● **Point annotation data**:
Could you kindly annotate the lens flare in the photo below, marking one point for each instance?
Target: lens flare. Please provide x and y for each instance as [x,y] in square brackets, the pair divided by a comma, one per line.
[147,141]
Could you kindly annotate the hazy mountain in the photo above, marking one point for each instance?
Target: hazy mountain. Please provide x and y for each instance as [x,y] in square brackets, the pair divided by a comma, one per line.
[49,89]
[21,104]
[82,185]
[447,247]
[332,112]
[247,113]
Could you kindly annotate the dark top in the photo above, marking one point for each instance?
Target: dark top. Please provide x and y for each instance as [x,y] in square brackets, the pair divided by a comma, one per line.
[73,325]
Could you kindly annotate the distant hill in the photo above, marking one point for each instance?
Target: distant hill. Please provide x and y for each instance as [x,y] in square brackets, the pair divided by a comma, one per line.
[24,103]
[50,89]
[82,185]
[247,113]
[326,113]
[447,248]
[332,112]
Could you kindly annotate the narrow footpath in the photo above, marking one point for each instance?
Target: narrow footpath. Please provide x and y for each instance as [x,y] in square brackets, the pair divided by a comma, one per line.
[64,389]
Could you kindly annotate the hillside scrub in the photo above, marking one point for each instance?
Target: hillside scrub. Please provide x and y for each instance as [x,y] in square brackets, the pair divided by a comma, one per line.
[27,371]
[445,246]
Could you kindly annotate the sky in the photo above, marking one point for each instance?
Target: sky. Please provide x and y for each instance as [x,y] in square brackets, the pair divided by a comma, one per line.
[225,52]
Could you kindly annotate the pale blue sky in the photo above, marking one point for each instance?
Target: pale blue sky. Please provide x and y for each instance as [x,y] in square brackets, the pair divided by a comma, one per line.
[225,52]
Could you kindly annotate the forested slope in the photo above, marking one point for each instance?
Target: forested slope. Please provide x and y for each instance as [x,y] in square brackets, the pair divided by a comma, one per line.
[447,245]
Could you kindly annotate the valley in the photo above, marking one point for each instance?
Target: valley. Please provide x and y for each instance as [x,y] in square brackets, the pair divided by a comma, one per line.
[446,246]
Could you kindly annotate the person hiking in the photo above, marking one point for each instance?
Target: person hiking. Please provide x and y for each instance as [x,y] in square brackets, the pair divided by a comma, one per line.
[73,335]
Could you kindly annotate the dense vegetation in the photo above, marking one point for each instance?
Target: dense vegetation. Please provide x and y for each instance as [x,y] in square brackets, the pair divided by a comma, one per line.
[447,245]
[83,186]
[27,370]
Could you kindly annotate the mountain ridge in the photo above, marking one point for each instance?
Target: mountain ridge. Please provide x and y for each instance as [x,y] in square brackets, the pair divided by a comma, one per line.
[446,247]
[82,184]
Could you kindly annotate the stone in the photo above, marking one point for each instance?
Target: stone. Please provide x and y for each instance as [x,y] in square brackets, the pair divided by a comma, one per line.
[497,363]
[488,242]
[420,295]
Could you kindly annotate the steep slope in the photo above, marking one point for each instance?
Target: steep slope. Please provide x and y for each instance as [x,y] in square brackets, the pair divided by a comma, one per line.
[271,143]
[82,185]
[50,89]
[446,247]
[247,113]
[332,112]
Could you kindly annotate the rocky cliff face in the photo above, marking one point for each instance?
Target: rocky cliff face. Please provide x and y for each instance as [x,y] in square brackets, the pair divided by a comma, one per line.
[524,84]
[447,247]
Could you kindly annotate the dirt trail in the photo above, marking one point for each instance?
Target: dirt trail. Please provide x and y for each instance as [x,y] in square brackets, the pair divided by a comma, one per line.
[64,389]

● **Written instruction**:
Convert every line of the rows above into a numbered list and omit any blank lines.

● **The output**:
1. Could you kindly annotate the lens flare in the photo below, marking one point for each instance?
2. Target: lens flare. Please provide x and y for each instance as [x,y] in square brackets, the pair divided by a comma, one per line.
3. [147,141]
4. Could you kindly annotate the hazy mountain in the photo above, marking one point for each instance?
5. Target: hazy mountain. Please provide x and y for each instance as [x,y] in square brackets, the pair divided by a comma, one per line.
6. [49,89]
7. [21,104]
8. [82,185]
9. [447,247]
10. [332,112]
11. [247,113]
12. Could you kindly annotate the dark top in the photo above, marking one point for each instance?
13. Target: dark top. Please provide x and y for each instance as [x,y] in square brackets, the pair divided by a comma, one per line.
14. [73,325]
15. Could you kindly annotate the distant hill in the photo above, marking one point for each instance?
16. Target: distant hill. Please provide x and y for each instance as [x,y] in square brackets, the pair divided by a comma, one per line.
17. [24,103]
18. [50,89]
19. [82,185]
20. [247,113]
21. [326,113]
22. [447,248]
23. [332,112]
24. Could you kindly annotate the narrow footpath in the photo above, marking one point for each instance?
25. Target: narrow footpath. Please provide x and y for each instance as [x,y] in square brackets, the pair divided by a comma, one per line.
26. [64,389]
27. Could you kindly annotate the hillside scrub in the photo above, marking one point for each instance?
28. Target: hillside scrub. Please provide x and y for each instance as [x,y] in square brackets, the pair divided by a comma, one per line.
29. [27,371]
30. [445,246]
31. Could you kindly annotate the sky in the photo above, marking one point for each instance?
32. Target: sky. Please provide x and y for each instance as [x,y] in square brackets, the pair divided by a comma, one per line.
33. [225,52]
34. Could you kindly annotate the pale blue sky in the photo above, marking one point for each instance?
35. Target: pale blue sky. Please provide x and y for each instance as [x,y] in square brackets, the pair divided by a comma, one per line.
36. [225,52]
37. Could you kindly annotate the forested slope in the photo above, marking one point for each instance?
38. Target: forested slope. Please provide x and y for each instance as [x,y] in square brackets, the pair divided by a comma, one per line.
39. [447,245]
40. Could you kindly annotate the valley in the photo above, marking one point for each instance?
41. Target: valley. Please provide x and y for each instance as [x,y] in square brackets, the pair divided by a comma, one per line.
42. [446,246]
43. Could you kindly annotate the person hiking in the photo above, marking one point for each instance?
44. Target: person hiking. Please provide x and y for each instance as [x,y] in square brackets, the pair divided by a comma, one per line.
45. [73,335]
46. Could you kindly annotate the dense vegetation in the photo above, marking one point for each instance?
47. Target: dense vegetation. Please provide x and y for each instance as [x,y] in square brackets, the pair divided by a comma, one per line.
48. [447,245]
49. [83,186]
50. [27,370]
51. Could you kindly annotate the mountain ridge in the photo above, marking one point for each instance?
52. Target: mountain ridge. Please provide x and y for each instance as [x,y] in square brackets, the pair divided by a comma, one per line.
53. [446,247]
54. [82,184]
55. Could you kindly annotate the stone in the photo above, marking one point for each instance?
56. Target: stone. Please provide x and y for each instance as [x,y] in square brackets, the pair divided by a comma, one per line.
57. [497,363]
58. [488,242]
59. [420,295]
60. Could you kindly annotate the steep slope in the photo above, marking one point for each instance?
61. Target: steep slope. Please provide x and y for each instance as [x,y] in square brackets, the pair divided by a comma, one per line.
62. [271,143]
63. [82,185]
64. [50,89]
65. [446,247]
66. [247,113]
67. [332,112]
68. Could you kindly annotate the rocky cliff face in the photo above, marking one point for each instance?
69. Target: rocky cliff face. Please provide x and y for each instance as [x,y] in square brackets, the pair divided by a comma, one per line.
70. [524,84]
71. [447,247]
72. Could you kindly annotate the dirt trail in the photo above, marking one point for each instance?
73. Target: dirt trail. Please provide x and y for each instance as [x,y] in square brackets, the pair divided by a comma, one per line.
74. [64,389]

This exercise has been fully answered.